- _What you have to do_: Report each line below that contains the string "tree". Treat uppercase and lowercase letters as different.

- _Input rows_:
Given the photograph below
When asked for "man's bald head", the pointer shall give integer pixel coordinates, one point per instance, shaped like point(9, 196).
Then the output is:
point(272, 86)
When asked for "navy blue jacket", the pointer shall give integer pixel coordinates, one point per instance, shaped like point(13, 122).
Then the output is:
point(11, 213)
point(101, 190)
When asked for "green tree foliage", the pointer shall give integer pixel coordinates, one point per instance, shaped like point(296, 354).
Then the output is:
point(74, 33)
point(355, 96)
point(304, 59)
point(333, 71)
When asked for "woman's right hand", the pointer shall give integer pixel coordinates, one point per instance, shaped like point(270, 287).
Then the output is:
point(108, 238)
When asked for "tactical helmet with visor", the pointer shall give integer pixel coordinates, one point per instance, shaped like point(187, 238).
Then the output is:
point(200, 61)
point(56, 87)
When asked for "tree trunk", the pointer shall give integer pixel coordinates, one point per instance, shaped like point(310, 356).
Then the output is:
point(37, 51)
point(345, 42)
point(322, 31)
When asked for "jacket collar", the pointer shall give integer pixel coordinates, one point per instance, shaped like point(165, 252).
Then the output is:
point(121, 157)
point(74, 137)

* * *

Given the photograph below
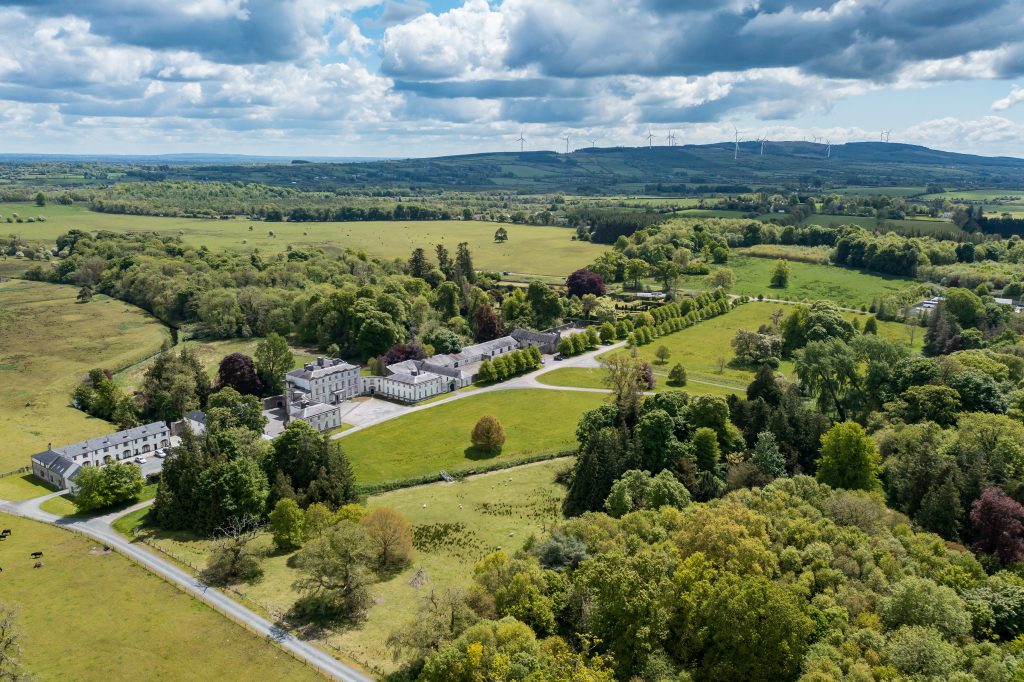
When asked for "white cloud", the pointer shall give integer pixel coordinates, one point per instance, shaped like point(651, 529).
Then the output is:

--

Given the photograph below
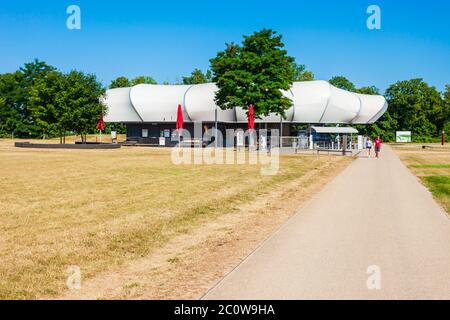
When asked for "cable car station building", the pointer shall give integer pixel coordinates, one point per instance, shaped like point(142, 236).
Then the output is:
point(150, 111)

- _The response_:
When asked for "green tree foliage", the pointer shall give integer pixel coordinates, one point per instance, shaped like point(296, 354).
When asked for "tree trunk", the pointer shall give integer pixel coordinates, one point per instance, shaped like point(310, 356).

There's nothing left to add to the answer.